DATA FOR REVIEW:
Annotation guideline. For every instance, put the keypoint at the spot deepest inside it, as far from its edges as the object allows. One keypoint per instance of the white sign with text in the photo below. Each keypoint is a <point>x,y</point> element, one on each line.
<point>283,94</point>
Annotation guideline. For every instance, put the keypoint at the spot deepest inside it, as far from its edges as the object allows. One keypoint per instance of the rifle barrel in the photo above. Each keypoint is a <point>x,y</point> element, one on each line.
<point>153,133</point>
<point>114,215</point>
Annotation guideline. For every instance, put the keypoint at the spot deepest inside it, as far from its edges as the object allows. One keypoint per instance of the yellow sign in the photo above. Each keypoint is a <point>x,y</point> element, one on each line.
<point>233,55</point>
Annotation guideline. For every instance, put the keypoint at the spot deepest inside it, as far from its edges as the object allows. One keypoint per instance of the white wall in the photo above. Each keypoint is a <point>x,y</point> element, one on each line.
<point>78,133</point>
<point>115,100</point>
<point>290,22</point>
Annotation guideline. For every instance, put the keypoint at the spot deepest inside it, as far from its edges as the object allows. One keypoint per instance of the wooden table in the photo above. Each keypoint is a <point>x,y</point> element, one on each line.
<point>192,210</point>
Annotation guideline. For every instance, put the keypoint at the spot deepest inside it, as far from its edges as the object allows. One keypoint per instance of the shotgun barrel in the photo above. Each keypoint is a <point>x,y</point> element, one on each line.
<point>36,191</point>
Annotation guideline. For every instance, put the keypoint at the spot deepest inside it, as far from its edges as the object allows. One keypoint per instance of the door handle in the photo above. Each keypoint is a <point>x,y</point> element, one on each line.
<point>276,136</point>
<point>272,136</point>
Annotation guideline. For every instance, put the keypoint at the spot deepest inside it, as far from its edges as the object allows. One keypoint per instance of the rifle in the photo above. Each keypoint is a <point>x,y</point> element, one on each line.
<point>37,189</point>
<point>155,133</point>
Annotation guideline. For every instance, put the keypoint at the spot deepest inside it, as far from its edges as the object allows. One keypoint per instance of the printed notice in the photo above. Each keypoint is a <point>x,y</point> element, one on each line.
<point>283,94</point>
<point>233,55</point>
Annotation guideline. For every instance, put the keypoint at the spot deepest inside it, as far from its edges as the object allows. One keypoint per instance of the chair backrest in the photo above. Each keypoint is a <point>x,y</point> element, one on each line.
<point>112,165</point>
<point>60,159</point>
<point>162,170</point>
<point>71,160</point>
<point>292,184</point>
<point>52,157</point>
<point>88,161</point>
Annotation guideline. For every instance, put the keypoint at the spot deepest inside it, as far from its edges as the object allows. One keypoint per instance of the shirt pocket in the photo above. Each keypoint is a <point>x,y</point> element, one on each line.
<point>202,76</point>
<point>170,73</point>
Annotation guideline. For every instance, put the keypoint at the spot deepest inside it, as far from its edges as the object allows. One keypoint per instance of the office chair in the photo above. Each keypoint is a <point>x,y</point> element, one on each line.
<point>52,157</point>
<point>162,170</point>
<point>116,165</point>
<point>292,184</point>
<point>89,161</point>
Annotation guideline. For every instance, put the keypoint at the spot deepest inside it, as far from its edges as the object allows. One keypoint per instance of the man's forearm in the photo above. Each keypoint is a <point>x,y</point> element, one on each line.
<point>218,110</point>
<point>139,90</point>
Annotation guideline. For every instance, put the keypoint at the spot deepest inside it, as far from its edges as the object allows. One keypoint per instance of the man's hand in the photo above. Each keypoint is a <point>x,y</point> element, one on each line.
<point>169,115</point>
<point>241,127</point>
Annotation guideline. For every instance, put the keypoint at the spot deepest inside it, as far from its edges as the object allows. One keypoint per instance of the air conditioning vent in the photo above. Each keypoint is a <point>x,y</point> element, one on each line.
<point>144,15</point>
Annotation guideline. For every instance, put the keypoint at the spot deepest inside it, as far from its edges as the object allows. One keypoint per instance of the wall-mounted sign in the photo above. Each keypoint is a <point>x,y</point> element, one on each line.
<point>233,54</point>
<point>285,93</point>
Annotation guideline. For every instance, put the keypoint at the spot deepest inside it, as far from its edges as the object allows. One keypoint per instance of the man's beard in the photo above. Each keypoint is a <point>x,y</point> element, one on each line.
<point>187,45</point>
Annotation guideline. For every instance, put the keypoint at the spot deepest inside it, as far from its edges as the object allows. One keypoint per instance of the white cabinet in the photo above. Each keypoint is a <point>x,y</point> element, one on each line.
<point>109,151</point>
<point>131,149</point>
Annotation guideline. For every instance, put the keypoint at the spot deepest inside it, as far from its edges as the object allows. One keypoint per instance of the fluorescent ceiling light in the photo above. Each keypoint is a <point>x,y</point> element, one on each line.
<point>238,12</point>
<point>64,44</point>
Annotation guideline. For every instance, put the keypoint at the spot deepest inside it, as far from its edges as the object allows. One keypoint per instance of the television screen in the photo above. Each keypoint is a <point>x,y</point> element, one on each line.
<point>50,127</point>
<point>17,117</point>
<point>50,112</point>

EXERCISE AIM:
Give the listing again. Leave every word as it stands.

REPLY:
Annotation guideline. For every instance, put the keypoint at the spot deepest inside it, as far from its edges as the object allows. One keypoint per instance of the white sign with text in the photo below. Each keypoint is a <point>x,y</point> element, one on each line.
<point>283,94</point>
Annotation guideline. For every instance, put the keypoint at the spot deepest inside it, as far from its edges as the object allows. One keypoint per instance of the rifle barrel in the photo above. Each keypoint is a <point>x,y</point> element, one on each line.
<point>153,133</point>
<point>114,215</point>
Annotation guideline. For every instance, put the keypoint at the spot deepest inside it, as far from its edges as the object allows. One keypoint per instance of the yellow sign in the photo above. Each keypoint is a <point>x,y</point> element, one on each line.
<point>233,55</point>
Annotation guideline. For every instance, put the keypoint at the spot deepest inside it, as far from its edges as the object allows. One keypoint per instance of the white wall in the photo above. Each keypoint is a <point>x,y</point> element, one on each line.
<point>78,133</point>
<point>115,100</point>
<point>290,22</point>
Annotation guideline. For every instance, put the keypoint at the spot deepest inside it, as far from its edges as the object allows. One keypoint per instance of the wooden table in the photo above. Each keypoint is a <point>x,y</point> element, one on each line.
<point>192,210</point>
Annotation guideline. For every instance, put the keypoint at the spot deepest inside it, as far from its edges as the object allows. One keypoint per instance of the shotgun barrel in the photo above. Each keypoint is a <point>x,y</point> element, one on each line.
<point>36,191</point>
Annotation guideline. For every instance, put the keypoint at the spot deepest inside it, as far from its edges as the object allows. One keypoint per instance of the door handle in the photo above. Each keypoint is a <point>x,y</point> element, one on each line.
<point>276,136</point>
<point>272,136</point>
Annotation guideline. For every instance, put the keypoint at the spot deepest inside it, as far from its edges as the object allows. One keypoint per instance of the rifle in the photo above. Each keypoint is a <point>x,y</point> element, one on each line.
<point>37,189</point>
<point>155,133</point>
Annotation guideline. For every instance, put the keypoint at the spot deepest inside it, as far from its edges as the object allows. One keypoint per instance of the printed notice in the photo above. Each keypoint is a <point>x,y</point> element, one on each line.
<point>283,94</point>
<point>233,55</point>
Annotation guideline. For every instance, put the keypoint at the spot deepest inside it, as far from its edges as the object allows. One keypoint per instance of the chair backrest in the photo above. Each keypoint is a <point>x,y</point> element, one on each line.
<point>112,165</point>
<point>60,159</point>
<point>162,170</point>
<point>71,160</point>
<point>292,184</point>
<point>52,157</point>
<point>88,161</point>
Annotation guideline. For every instance, put the keypoint at the spot deepest inside it, as far from its edges as the object allows. One keypoint per instance of the shirt pocket in the photo above. Each keypoint is a <point>x,y</point> element, one on each line.
<point>202,76</point>
<point>170,73</point>
Annotation guideline. For every instance, put the keypoint at the spot deepest inside it, as far from its edges as the object allows. One keypoint per instance of the office chair in the photo above. Each keypoint is a <point>x,y</point> element, one on each line.
<point>52,157</point>
<point>162,170</point>
<point>116,165</point>
<point>292,184</point>
<point>89,161</point>
Annotation guideline. For every instance, put the keypoint at the spot deepest inside it, as far from its edges as the object allows. One keypoint per instance of the man's forearm in the photo above. Each keypoint is a <point>x,y</point> element, one on each line.
<point>218,110</point>
<point>139,90</point>
Annotation guideline. For every instance, put the keypoint at the spot deepest inside it, as far from its edges as the object allows. One keypoint per instance of the man's hand in the photo above. Each keypoint is a <point>x,y</point> element, one on each line.
<point>169,115</point>
<point>241,127</point>
Annotation guideline. For every instance, put the keypoint at the spot deepest inside it, as far from its edges as the object allows. One keypoint per instance of the air conditioning vent in the photo above. Each keypoint is a <point>x,y</point> element, one on each line.
<point>144,15</point>
Annotation guideline. For every instance, put the keypoint at the spot deepest inside it, as far from its edges as the object allows. One keypoint per instance of the wall-mounted sign in the photo above. Each keypoint is a <point>x,y</point> element, one on each line.
<point>233,54</point>
<point>285,93</point>
Annotation guideline. For every instance, put the keypoint at the spot deepest inside it, as far from its edges as the object allows. One keypoint per instance of the man's beard in the photo above. Each keypoint is a <point>x,y</point> element, one on each line.
<point>187,45</point>
Annotation guideline. For every instance, put the keypoint at the spot deepest inside it, as far from its edges as the object allows. One keypoint per instance of the white cabinet in the photo above. Each keypoint is a <point>x,y</point> element, one on each line.
<point>109,151</point>
<point>131,149</point>
Annotation guideline. For every instance, put the keypoint at the spot deepest inside it, as far from its edges as the object allows. One keypoint per instance of the fluorescent ceiling light in the photo above. Each keypoint is a <point>x,y</point> element, one on each line.
<point>238,12</point>
<point>64,44</point>
Annotation guideline. For every instance, put the keypoint at the spot deepest inside it, as far from its edges as the object allows. One keypoint per instance of the television screen in the photo above. Each keypoint is a <point>x,y</point> element, one on each line.
<point>50,127</point>
<point>17,117</point>
<point>50,112</point>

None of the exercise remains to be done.